The problem: Which lines in the items below contain the word "photo"? Pull out each such line in full.

Provided information:
============

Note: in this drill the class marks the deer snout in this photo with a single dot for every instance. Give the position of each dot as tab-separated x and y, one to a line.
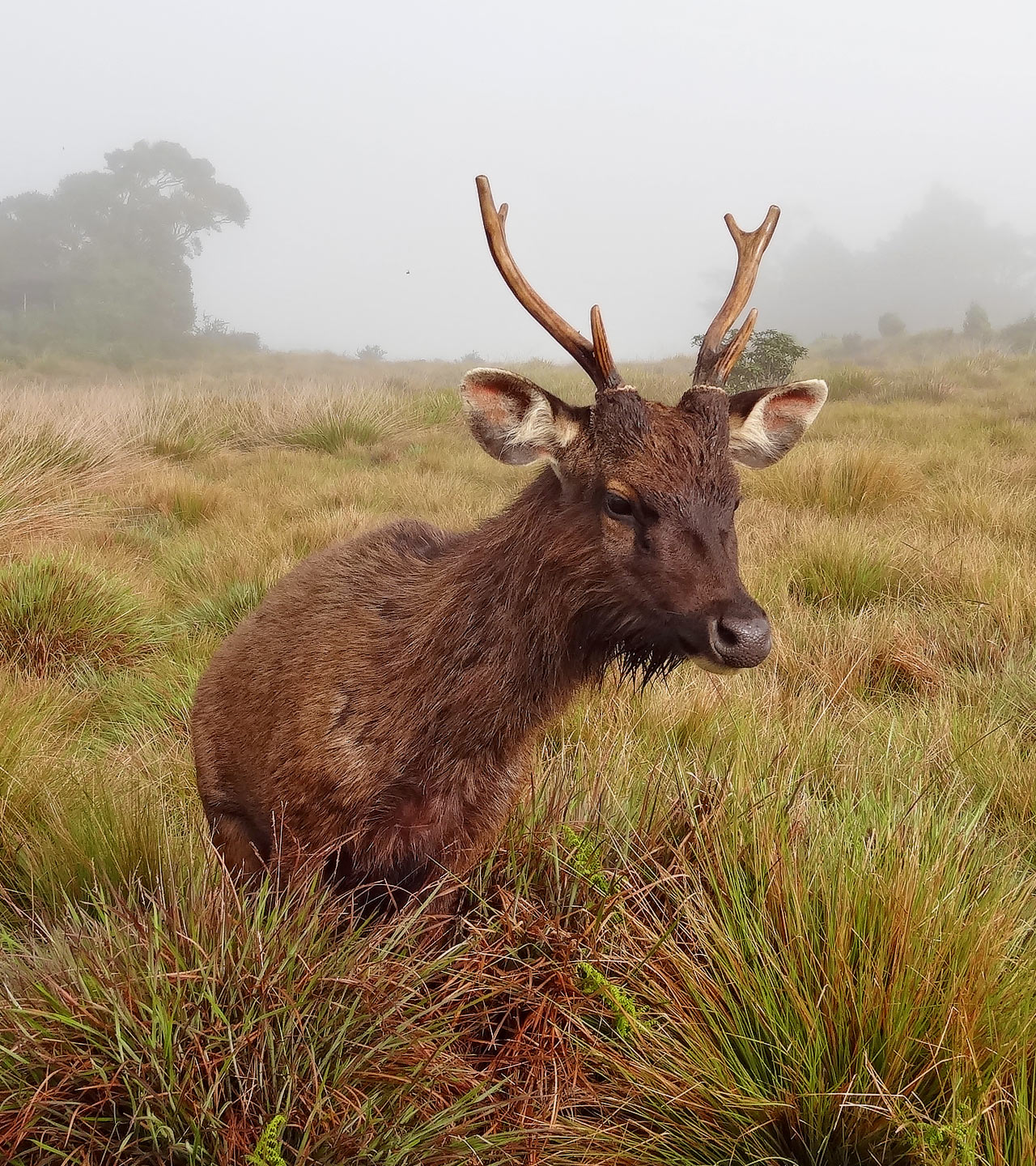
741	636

============

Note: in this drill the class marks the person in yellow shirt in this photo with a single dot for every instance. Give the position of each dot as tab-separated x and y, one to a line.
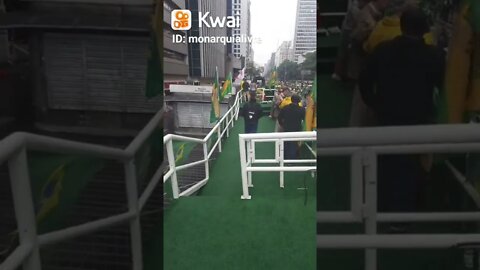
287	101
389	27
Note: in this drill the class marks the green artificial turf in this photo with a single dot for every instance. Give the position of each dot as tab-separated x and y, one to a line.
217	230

============

The output:
Note: in this drill the class marks the deer snout in this photo with a single dot for every instance. Give the position of each dot as tab-separated x and y, one to a line.
Note: in this drill the class marks the person in yellow shirt in this photo with a single dot for every instance. Give the position of each dot as tab-separated x and y, one to a line.
Note: in this drill the class marks the green artificial turf in this photo with a single dot for every instance. Give the position of each dot as tab-separated x and y, one to a line.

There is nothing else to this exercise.